▸ **What is being asked**
Word for word, retype each record shown below.

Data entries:
· · · · ·
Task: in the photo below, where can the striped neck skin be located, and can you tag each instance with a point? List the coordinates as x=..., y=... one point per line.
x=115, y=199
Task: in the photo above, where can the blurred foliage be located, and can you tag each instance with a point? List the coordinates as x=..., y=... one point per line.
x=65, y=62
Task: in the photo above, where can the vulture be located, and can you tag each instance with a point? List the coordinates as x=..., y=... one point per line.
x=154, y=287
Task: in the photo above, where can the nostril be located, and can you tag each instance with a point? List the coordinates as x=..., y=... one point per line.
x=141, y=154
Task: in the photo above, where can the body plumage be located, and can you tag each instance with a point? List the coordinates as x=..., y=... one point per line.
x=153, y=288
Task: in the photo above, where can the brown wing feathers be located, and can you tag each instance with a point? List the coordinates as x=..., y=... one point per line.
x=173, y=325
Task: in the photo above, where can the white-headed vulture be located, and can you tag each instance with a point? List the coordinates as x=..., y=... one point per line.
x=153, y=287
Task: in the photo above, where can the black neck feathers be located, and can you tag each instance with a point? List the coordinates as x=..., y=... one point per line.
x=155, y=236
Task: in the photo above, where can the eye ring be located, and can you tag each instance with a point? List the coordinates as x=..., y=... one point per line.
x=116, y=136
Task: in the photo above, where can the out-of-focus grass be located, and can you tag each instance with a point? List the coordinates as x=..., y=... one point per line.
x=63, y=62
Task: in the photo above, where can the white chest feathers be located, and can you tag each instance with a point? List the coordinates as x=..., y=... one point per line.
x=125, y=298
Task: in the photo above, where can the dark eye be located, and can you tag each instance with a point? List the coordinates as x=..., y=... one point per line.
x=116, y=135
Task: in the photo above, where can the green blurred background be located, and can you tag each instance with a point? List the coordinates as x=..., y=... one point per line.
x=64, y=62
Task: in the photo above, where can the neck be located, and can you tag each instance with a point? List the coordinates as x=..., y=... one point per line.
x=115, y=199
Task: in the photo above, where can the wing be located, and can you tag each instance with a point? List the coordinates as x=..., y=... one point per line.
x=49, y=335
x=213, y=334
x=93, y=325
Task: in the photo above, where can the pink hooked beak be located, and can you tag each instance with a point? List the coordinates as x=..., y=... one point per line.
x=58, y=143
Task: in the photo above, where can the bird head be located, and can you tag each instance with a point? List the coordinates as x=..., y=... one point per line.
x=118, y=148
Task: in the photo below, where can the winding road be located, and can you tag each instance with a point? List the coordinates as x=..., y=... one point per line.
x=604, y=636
· · · · ·
▸ **Exercise response**
Task: in the photo below, where can the striped neck skin be located, and can you tag each instance with a point? List the coordinates as x=..., y=... one point per line.
x=115, y=199
Task: in the photo above, where can the blurred foliage be located, and can you tag each instance with a point? List the coordinates as x=..., y=... one point per line.
x=65, y=62
Task: in the photo above, where can the vulture be located, and can you tag each instance with a point? List the coordinates as x=..., y=... one point per line.
x=154, y=287
Task: in the photo above, where can the nostril be located, and can you tag each instance with a point? List the coordinates as x=..., y=... one point per line.
x=141, y=154
Task: in the photo above, where can the body plumage be located, and can you tag each instance with a point? List the coordinates as x=..., y=... one point per line.
x=153, y=288
Task: in the photo above, where can the brown wing feathers be located, and can you tag each instance with a point? List the coordinates as x=..., y=... one point per line.
x=173, y=325
Task: in the photo above, where can the white-headed vulture be located, and can you tag each instance with a point? List the coordinates as x=..., y=... one point per line.
x=153, y=287
Task: in the photo above, where can the black neck feathers be located, and can you tag each instance with a point? List the coordinates as x=..., y=... one point per line.
x=155, y=236
Task: in the photo above, where can the eye ring be located, and can you tag each instance with a point? List the coordinates as x=..., y=... one point per line.
x=116, y=136
Task: in the photo above, where can the out-of-focus grass be located, and can you tag each instance with a point? List the coordinates as x=..., y=... one point per line.
x=63, y=62
Task: in the photo above, where can the white chest feathers be located, and can you tag each instance with a point? List the coordinates as x=..., y=... one point per line.
x=125, y=298
Task: in the photo above, where can the dark eye be located, and can you tag each instance with a point? List the coordinates as x=..., y=... one point per line.
x=116, y=135
Task: in the photo above, where can the green blurred background be located, and can you tag each instance with a point? List the coordinates as x=..., y=... one point per line.
x=64, y=62
Task: in the photo above, where can the neck be located, and can you tag each instance with a point? List the coordinates as x=..., y=... one point per line.
x=115, y=199
Task: in the photo above, where can the wing be located, and can you tag each instance with a point? List the coordinates as x=..., y=... one point per line.
x=49, y=335
x=213, y=334
x=93, y=325
Task: in the photo above, where can the pink hooked beak be located, and can you tag each instance with a point? List the coordinates as x=..., y=... one point per line.
x=58, y=143
Task: in the photo above, where can the bird head be located, and can you tag each instance with a point? List the coordinates as x=..., y=... one point per line.
x=118, y=148
Task: in the photo below, where can the winding road be located, and can you tag each instance with a point? List the coordinates as x=..., y=... one point per line.
x=604, y=636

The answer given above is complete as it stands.